▸ **Bereitgestellte Daten**

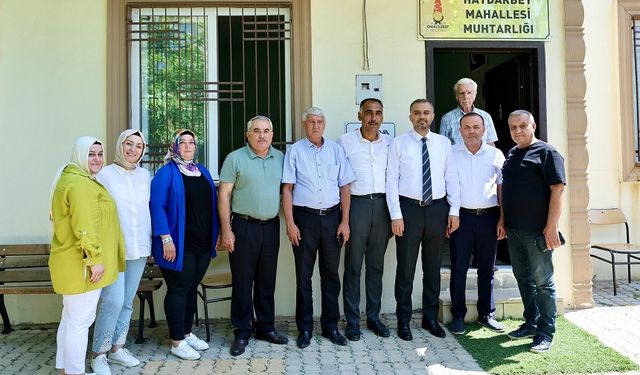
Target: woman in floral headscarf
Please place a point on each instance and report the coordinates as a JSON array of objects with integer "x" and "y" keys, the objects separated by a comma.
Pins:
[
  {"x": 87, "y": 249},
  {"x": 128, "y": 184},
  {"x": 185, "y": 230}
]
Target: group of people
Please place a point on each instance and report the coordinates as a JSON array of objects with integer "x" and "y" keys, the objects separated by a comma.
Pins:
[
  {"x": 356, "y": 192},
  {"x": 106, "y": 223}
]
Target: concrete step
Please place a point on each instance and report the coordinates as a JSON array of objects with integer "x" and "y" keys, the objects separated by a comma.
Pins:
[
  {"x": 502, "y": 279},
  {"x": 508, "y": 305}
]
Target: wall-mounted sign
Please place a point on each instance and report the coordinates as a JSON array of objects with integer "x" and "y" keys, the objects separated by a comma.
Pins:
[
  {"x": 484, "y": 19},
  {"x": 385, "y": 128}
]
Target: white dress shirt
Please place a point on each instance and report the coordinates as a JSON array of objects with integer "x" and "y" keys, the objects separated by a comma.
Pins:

---

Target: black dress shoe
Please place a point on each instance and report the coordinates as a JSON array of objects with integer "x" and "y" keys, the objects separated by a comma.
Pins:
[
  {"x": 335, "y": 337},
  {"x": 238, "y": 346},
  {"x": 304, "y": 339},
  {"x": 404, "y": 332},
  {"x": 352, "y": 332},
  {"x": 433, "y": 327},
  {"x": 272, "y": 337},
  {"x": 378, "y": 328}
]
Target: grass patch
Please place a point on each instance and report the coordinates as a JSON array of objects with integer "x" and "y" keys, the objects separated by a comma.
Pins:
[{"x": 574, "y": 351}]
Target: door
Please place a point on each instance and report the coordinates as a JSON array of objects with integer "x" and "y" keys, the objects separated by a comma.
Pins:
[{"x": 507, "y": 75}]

* * *

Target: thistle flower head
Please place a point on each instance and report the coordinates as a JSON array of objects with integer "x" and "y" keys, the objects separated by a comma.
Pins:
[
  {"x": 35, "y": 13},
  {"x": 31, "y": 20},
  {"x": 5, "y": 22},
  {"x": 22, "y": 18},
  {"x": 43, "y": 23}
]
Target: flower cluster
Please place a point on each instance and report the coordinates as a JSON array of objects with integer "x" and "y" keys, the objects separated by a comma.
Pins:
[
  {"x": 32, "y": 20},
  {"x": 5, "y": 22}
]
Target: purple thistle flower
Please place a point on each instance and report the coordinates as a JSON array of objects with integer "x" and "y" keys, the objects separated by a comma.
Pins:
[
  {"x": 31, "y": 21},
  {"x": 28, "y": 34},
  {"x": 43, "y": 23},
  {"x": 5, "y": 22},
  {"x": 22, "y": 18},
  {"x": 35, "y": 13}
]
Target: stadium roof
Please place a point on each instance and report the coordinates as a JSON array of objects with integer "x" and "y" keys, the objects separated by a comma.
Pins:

▸ **Anforderungen**
Geben Sie alle Zeilen der obigen Daten zurück, in denen das Wort „Target“ vorkommt.

▸ **Antwort**
Target: woman in floral headscarf
Target: group of people
Target: concrete step
Target: wall-mounted sign
Target: white dress shirt
Target: black dress shoe
Target: grass patch
Target: door
Target: thistle flower head
Target: flower cluster
Target: purple thistle flower
Target: stadium roof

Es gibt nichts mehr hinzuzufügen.